* [ACTIVITIES]
1 > In the HIPAA risk assessment article, by what percentage did the frequency of data breaches involving healthcare facilities grow between 2018 and 2021?
2 > Reproduce the part of the HIPAA risk assessment article that begins at the words "To protect PHI" and stops after "HIPAA compliance (1).".

[Opening SOURCE TEXT section]

HIPAA Risk Assessment: What is it and How Often Should You Have One?

A 2021 study based on information from the U.S. Department of Health & Human Services (HHS) found that between 2018 and 2021, the frequency of data breaches involving healthcare facilities grew by 84%. By 2021, there were 41.45 million victims worldwide, a sharp increase from 14 million in 2018. Additionally, data from the HHS Cybersecurity Program shows that the number of healthcare breaches in the first five months of 2022 has nearly doubled from the same period in the previous year (1).

Positively, there are steps you may do to avoid being just another victim of these data breach findings. Due to this, a HIPAA risk assessment is essential. A HIPAA risk assessment is a prerequisite for everyone who wants to improve the security of their sensitive information and become HIPAA compliant.

In this article, we explain what a risk assessment comprises, how to do one, and how frequently it ought to be done. For your convenience, we've also added a checklist to help clarify the process.

HIPAA risk assessment: what is it?

HIPAA risk assessment must be used by organisations to locate, prioritise, and handle any security breaches. This internal audit review examines how protected health information (PHI) is maintained and secured. Because it may be used to identify security flaws and increase data protection, it is advantageous to enterprises (1,2).

To protect PHI from breaches and other vulnerabilities, the HIPAA Security Rule mandates that covered companies and their business partners do HIPAA security risk assessments (1,2).

Why are HIPAA risk assessments important?

Many patients' medical records are kept electronically. As a result, their electronic protected health information (ePHI) may have been compromised.

Organizations must regularly examine their security posture in order to spot vulnerabilities and continuously secure patient information; a HIPAA risk assessment is one way to do this and is necessary for HIPAA compliance (1).

Failure to abide with HIPAA laws may incur high fines, harm to the reputation of the offending company, and in some cases, criminal consequences. You may maintain information security and avoid fines and penalties for HIPAA laws violations by using updated security risk assessments.

How to Conduct a HIPAA Risk Analysis

HIPAA doesn’t mention specific rules for how a risk analysis should be performed, because it recognizes that the needs and vulnerabilities of covered entities and business associates are different from one another, and different-sized organizations will have access to different levels of resources.

However, an entity must still be capable of proving that it has performed a HIPAA risk analysis, and each HIPAA assessment must take several factors into account when being conducted (2).

Determine the Scope

The scope of your risk assessment will take into account all potential threats to PHI, the hardware used to store ePHI, and the locations where PHI is physically or electronically kept.

You should record where PHI is kept, acquired, maintained, and transmitted in addition to the scope (2).

Identify Potential Vulnerabilities

Any dangers that could result in a PHI breach need to be investigated and documented by organisations. Looking through previous or present initiatives, conducting personnel interviews, and examining paperwork can all help with this (1,2).

[Closing SOURCE TEXT section]
[Opening SOURCE DATA section]

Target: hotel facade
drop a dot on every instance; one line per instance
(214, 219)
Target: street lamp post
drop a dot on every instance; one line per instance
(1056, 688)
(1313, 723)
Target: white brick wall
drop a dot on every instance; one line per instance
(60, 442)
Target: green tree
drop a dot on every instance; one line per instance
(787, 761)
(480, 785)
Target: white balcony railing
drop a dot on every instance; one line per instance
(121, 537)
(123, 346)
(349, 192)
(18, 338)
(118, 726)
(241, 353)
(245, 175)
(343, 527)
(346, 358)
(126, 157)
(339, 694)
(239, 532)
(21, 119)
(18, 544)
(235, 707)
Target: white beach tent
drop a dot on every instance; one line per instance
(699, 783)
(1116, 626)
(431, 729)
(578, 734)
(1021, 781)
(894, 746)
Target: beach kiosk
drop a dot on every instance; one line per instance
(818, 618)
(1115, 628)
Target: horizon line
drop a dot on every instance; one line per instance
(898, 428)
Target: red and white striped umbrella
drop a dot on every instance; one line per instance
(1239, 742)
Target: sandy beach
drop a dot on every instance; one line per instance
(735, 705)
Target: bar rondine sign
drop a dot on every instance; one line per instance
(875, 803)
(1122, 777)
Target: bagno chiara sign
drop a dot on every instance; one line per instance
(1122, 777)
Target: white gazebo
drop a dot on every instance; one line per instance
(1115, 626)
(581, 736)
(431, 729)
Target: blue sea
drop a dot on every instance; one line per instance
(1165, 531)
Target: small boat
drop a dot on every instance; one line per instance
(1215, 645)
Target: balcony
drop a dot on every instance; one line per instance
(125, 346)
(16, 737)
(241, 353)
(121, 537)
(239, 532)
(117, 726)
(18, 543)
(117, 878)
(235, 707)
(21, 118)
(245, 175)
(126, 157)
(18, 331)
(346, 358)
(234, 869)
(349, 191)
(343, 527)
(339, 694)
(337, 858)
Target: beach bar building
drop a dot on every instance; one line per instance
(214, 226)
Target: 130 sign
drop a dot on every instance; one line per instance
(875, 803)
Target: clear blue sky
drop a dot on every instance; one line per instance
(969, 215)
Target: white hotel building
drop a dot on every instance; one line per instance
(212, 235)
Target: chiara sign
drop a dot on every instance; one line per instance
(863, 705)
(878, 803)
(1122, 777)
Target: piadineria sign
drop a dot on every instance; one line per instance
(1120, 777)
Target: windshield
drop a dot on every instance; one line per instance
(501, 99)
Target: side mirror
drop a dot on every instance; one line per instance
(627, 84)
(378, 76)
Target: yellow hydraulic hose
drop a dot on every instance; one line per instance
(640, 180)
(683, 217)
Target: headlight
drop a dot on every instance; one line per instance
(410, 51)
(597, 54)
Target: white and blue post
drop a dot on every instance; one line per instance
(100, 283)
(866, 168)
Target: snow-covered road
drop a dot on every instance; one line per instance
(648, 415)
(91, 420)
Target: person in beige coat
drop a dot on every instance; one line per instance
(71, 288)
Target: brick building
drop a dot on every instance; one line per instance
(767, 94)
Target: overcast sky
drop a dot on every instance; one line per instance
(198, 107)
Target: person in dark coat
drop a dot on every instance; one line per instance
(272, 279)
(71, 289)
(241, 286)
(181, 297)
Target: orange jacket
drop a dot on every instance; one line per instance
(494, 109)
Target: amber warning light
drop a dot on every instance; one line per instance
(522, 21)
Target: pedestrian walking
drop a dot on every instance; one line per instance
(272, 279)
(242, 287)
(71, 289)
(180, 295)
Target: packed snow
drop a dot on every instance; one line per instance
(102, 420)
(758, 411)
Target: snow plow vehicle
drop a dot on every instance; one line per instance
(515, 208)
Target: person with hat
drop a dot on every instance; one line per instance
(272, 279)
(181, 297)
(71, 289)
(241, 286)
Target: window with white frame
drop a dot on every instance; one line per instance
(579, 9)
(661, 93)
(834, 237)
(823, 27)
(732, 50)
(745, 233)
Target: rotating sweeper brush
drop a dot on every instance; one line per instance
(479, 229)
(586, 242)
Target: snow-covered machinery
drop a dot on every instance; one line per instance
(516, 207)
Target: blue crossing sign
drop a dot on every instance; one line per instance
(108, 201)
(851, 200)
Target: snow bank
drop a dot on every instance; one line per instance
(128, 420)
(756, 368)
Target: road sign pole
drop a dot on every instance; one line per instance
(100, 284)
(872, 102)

[Closing SOURCE DATA section]

* [OUTPUTS BY TASK]
1 > 84%

2 >
To protect PHI from breaches and other vulnerabilities, the HIPAA Security Rule mandates that covered companies and their business partners do HIPAA security risk assessments (1,2).

Why are HIPAA risk assessments important?

Many patients' medical records are kept electronically. As a result, their electronic protected health information (ePHI) may have been compromised.

Organizations must regularly examine their security posture in order to spot vulnerabilities and continuously secure patient information; a HIPAA risk assessment is one way to do this and is necessary for HIPAA compliance (1).